◆ 抜粋 ◆
****************
2018.07.23
学校の「指導しました」は信用できるのか 保護者インタビュー
- 「指導」はけんか両成敗
- 何度も学校と直談判
- 加害者の親にも「解決」求め
桜が満開に咲き誇る暖かい昼時、埼玉県内の喫茶店で記者は女性と向き合っていた。「学校任せにしてはいけない、親が動かないと」。公立小学校に長男を通わせる40代の女性は我が子がいじめられていた当時を振り返り始めた。【鷲頭彰子】
(写真はイメージで本文とは全く関係ありません)
◇色とりどりのあざ 「転んだ」と説明
2年前、長男が4年生のころのことです。4月から体中に色とりどりのあざを作って帰ってました。本人は「転んだ」と話し、「こうやって転んだんだよ」と実演までしてみせてくれたんです。はっきりいじめられてると分かったのは7月です。「いじめられているって聞いたよ。大丈夫?」と仲良くしていた同級生の母親に尋ねられました。長男を問い詰めると、やっと「休み時間に蹴られる。蹴り返すと更に蹴られ、逃げると1人が押さえつけまた蹴られる」と口を割りました。長男によると、主にいじめていたのは男児2人。2人は長男以外に別の児童A君もターゲットにしていたそうです。女児もつねる、蹴るなどのいじめに加わるようになったということです。
◇担任は新任教師
長男の担任は新任教師。隣のクラスの担任の学年主任も同席し、いじめられていることを相談しました。担任らからは「学校を挙げて指導します」との威勢のいい答えが返ってきたので頼もしく感じました。その「指導」を長男に聞いたところ、こんなものでしたーー「ゲームの自慢をしたから蹴った」と主張するいじめた男児と長男に、担任と学年主任は両者を謝らせた。長男は「ゲームの自慢をしてごめんね」。男児は「蹴ってごめんね」。お互い「いいよ」と言って握手して終わった。
これで「解決」とは幼稚園や保育園みたいでしょう。実はその頃、私が相談する前に担任は長男が蹴られているのを見つけ、止めていたことを聞きました。その時も同じように両者の謝罪だったそうです。「蹴ったから」という男児の主張を長男が否定しても、担任は「知らない間に蹴ったんじゃないの? お互いに謝ろう」と言ったそうです。
◇管理職同席で話し合い
学校側の「指導しました」には不信感が募りました。そこで同じようにいじめられていたA君の父母にも連絡し、夫とA君の父母と共に学校に乗り込みました。同時に、いじめた側の保護者にも連絡し、直接話し合うこともしました。学校での話し合いには今回、校長、教頭も同席。解決済みとなっていたA君へのいじめが依然続いていることも伝えると、2人は驚き、学年アンケート調査を実施することを約束しました。
****************
◆ 演習課題 ◆
**a.** 抜粋のうち「これで「解決」とは幼稚園や保」から始まり「実施することを約束しました。」で終わる部分を、「学年アンケート調査」を「全校アンケート調査」に更新して示せ。
**b.** 抜粋によると、学校での話し合いに今回同席した管理職は誰か。

◆ データセット項目 ◆
****************
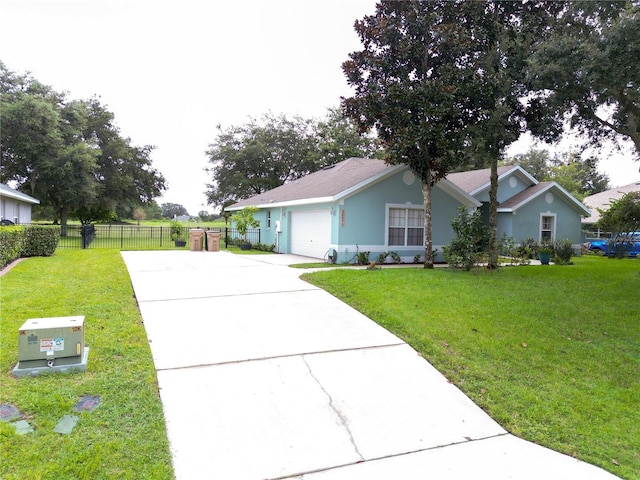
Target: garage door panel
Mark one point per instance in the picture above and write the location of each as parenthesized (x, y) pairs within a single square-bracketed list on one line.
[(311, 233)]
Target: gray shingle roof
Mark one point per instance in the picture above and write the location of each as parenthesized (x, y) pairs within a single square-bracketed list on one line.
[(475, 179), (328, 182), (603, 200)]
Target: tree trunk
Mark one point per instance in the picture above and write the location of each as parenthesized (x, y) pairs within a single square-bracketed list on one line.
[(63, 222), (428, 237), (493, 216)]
****************
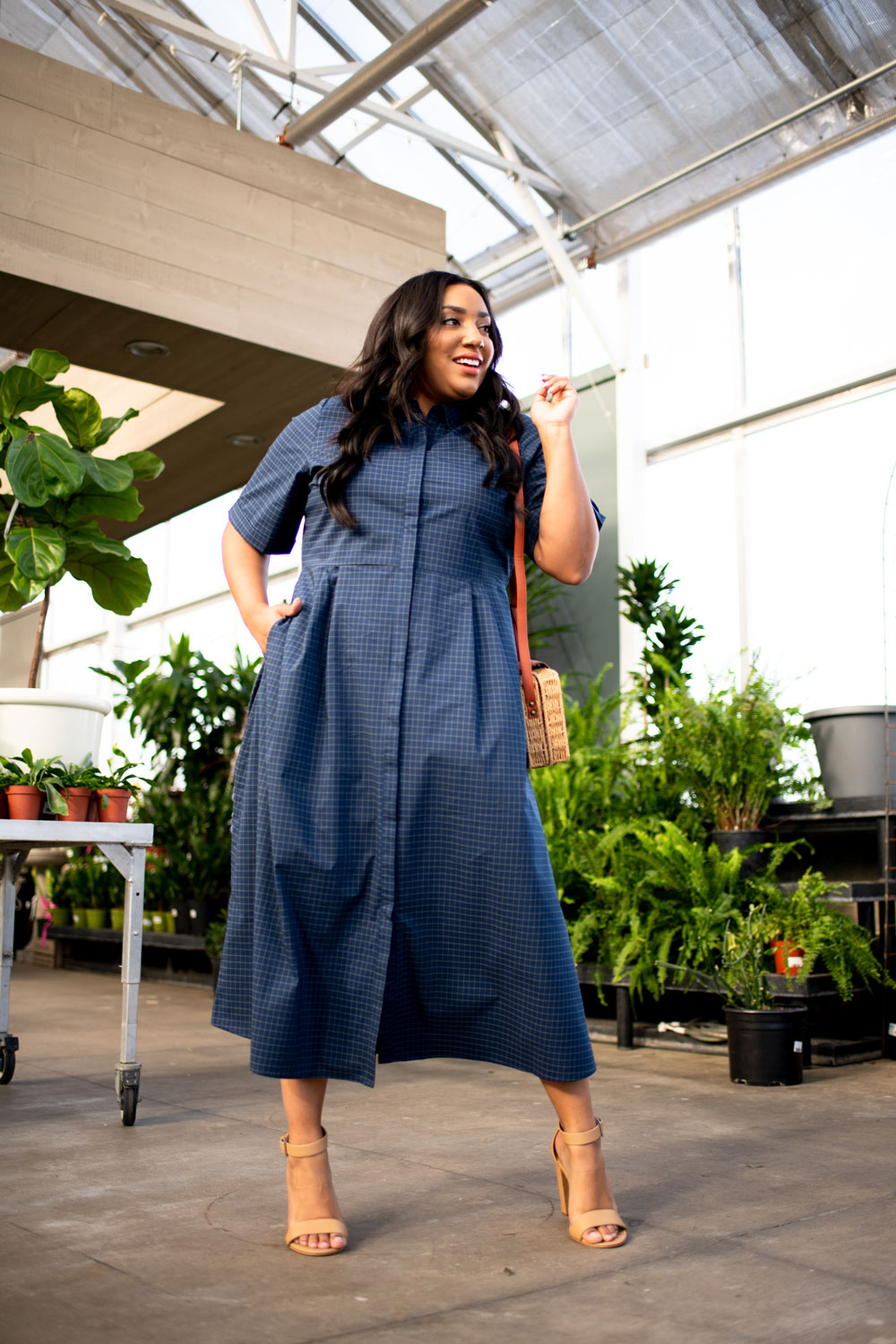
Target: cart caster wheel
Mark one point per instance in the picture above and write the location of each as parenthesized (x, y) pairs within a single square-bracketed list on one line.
****************
◆ 回答 ◆
**a.**
これで「解決」とは幼稚園や保育園みたいでしょう。実はその頃、私が相談する前に担任は長男が蹴られているのを見つけ、止めていたことを聞きました。その時も同じように両者の謝罪だったそうです。「蹴ったから」という男児の主張を長男が否定しても、担任は「知らない間に蹴ったんじゃないの? お互いに謝ろう」と言ったそうです。
◇管理職同席で話し合い
学校側の「指導しました」には不信感が募りました。そこで同じようにいじめられていたA君の父母にも連絡し、夫とA君の父母と共に学校に乗り込みました。同時に、いじめた側の保護者にも連絡し、直接話し合うこともしました。学校での話し合いには今回、校長、教頭も同席。解決済みとなっていたA君へのいじめが依然続いていることも伝えると、2人は驚き、全校アンケート調査を実施することを約束しました。

**b.** 校長と教頭。